> Exercise objective
Set down the listing below line for line, without altering anything.

Source records:
'''

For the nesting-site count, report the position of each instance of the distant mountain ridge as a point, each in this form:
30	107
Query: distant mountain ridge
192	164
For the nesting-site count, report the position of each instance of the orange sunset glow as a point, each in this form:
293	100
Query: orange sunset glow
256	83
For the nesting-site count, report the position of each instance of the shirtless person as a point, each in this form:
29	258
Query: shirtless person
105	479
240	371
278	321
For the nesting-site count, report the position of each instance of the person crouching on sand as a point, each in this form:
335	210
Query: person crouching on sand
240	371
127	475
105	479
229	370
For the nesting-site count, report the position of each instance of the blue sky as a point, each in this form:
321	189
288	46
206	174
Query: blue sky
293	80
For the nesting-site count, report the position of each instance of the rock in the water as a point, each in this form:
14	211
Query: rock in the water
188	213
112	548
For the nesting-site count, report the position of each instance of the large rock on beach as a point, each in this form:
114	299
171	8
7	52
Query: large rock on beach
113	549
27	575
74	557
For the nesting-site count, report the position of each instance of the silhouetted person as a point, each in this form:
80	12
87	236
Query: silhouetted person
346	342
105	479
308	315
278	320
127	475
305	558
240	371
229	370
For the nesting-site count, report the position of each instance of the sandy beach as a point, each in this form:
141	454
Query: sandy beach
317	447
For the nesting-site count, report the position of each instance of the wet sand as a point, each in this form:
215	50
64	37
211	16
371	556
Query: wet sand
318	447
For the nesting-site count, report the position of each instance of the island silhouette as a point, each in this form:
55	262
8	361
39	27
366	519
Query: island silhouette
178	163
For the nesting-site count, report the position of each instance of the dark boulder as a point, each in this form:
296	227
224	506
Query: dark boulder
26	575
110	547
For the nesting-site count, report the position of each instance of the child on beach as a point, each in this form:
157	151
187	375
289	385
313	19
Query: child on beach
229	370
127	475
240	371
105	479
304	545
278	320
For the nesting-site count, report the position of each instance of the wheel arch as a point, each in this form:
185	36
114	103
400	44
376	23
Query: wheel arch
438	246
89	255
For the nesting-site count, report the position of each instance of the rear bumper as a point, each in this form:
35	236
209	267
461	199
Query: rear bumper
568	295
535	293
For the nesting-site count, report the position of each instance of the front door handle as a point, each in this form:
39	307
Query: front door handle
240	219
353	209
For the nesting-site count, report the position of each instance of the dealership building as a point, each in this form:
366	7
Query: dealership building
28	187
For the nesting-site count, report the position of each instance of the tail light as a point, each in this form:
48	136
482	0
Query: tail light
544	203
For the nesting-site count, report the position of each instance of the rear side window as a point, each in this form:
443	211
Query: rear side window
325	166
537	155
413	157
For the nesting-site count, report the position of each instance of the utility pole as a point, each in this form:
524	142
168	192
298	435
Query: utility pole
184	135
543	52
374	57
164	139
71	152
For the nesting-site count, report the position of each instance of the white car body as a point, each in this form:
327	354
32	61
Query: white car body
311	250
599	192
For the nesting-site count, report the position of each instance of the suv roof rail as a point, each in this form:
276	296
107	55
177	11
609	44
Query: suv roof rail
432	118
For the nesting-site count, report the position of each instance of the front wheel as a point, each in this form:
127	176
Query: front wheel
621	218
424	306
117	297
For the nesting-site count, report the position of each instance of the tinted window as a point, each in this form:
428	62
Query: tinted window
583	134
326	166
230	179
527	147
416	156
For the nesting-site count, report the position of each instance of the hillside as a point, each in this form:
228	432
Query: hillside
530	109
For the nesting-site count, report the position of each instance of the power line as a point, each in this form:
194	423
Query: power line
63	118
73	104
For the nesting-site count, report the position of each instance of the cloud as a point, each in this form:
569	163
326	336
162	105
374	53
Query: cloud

'''

> Exercise answer
For the nesting-site count, report the position of each instance of the distant mountain ridge as a point, each in this form:
30	107
Query: distant mountain ridge
192	164
For the nesting-site count, report the position of each instance of the orange sunset glow as a point, each in this form:
293	100
Query: orange sunset glow
256	83
For the nesting-site count, report the position of each instance of the shirtless person as a point, each in this form:
29	258
Query: shirtless person
105	479
240	371
278	321
For the nesting-site count, report the position of each instance of the person crouching on sand as a point, each in this form:
335	210
Query: person crouching on sand
240	371
127	475
105	479
229	370
For the nesting-site count, report the position of each instance of the blue sky as a point, each in this form:
321	189
288	46
206	174
Query: blue sky
293	80
For the nesting-site count, report the position of each instance of the rock in the water as a point, each in this form:
14	211
Query: rock in the water
188	213
112	548
For the nesting-site count, report the position of each instance of the large rock on beach as a point, each in this form:
114	299
171	8
7	52
Query: large rock on beach
113	549
27	575
74	557
For the nesting-site count, report the position of each instance of the silhouetted person as a point, each in this form:
80	12
87	236
Query: silhouetted person
346	342
105	479
308	315
278	320
127	475
305	558
240	371
229	370
For the nesting-site count, report the position of each instance of the sandy beach as a point, each in this form:
141	454
Query: sandy beach
317	447
For the nesting-site count, report the position of each instance of the wet sand as a point, each in this form:
215	50
64	37
211	16
371	556
Query: wet sand
318	447
For the nesting-site count, report the position of each instance of the island silhouette as a point, each in this form:
55	262
8	361
39	27
366	519
Query: island silhouette
178	163
For the nesting-site count, report the position of each instance of the dark boulder as a point, each in this form:
296	227
224	506
Query: dark boulder
26	575
110	547
For the nesting-site count, report the position of each instance of the child on beach as a point, each in this form:
157	151
187	375
289	385
313	19
Query: child on beach
229	370
127	475
240	371
105	479
304	545
278	320
For the nesting-site count, report the position of each instance of the wheel arch as a point, each in this form:
185	36
114	103
400	44
376	23
Query: wheel arch
438	246
89	255
For the nesting-site count, report the position of each instance of the rear bumper as a point, each in this form:
35	236
209	267
461	199
Query: rear bumper
568	295
535	293
For the nesting-site count, report the position of each instance of the front door handle as a point, each in this form:
39	307
Query: front door handle
240	219
353	209
For the nesting-site count, report the position of each instance of the dealership building as a point, each in this form:
366	7
Query: dealership building
28	187
For the nesting-site count, report the position of each instance of the tail light as a point, each in this form:
48	136
482	0
Query: tail light
544	203
For the nesting-site count, report the position of each instance of the rear side window as a point, each in this form:
443	211
Query: rear side window
325	166
537	155
413	157
For the nesting-site count, report the position of each instance of the utility pole as a point, each in this form:
524	142
168	192
298	435
Query: utility pole
184	135
543	52
374	57
164	139
71	152
For the nesting-site count, report the position of each instance of the white car body as a point, each in this form:
327	354
32	61
Query: white car body
311	250
599	192
For the nesting-site count, report the position of each instance of the suv roof rail as a point, each in this form:
276	296
107	55
177	11
609	44
Query: suv roof rail
432	118
For the nesting-site count, report the position of each instance of the front wheel as a point, each in this form:
127	176
Query: front wheel
621	218
424	306
117	297
For the nesting-site count, report the position of each instance of the tinted window as a point, each in this form:
428	62
Query: tinted window
583	134
326	166
230	179
527	147
416	156
For the nesting-site count, report the position of each instance of the hillside as a point, each in this form:
228	432
Query: hillside
530	109
For the nesting-site count, report the position of each instance of the power line as a point, each in this form:
194	423
Query: power line
63	118
73	104
For the nesting-site count, report the position of each instance of the cloud as a point, each in this form:
569	163
326	336
162	105
374	53
Query: cloud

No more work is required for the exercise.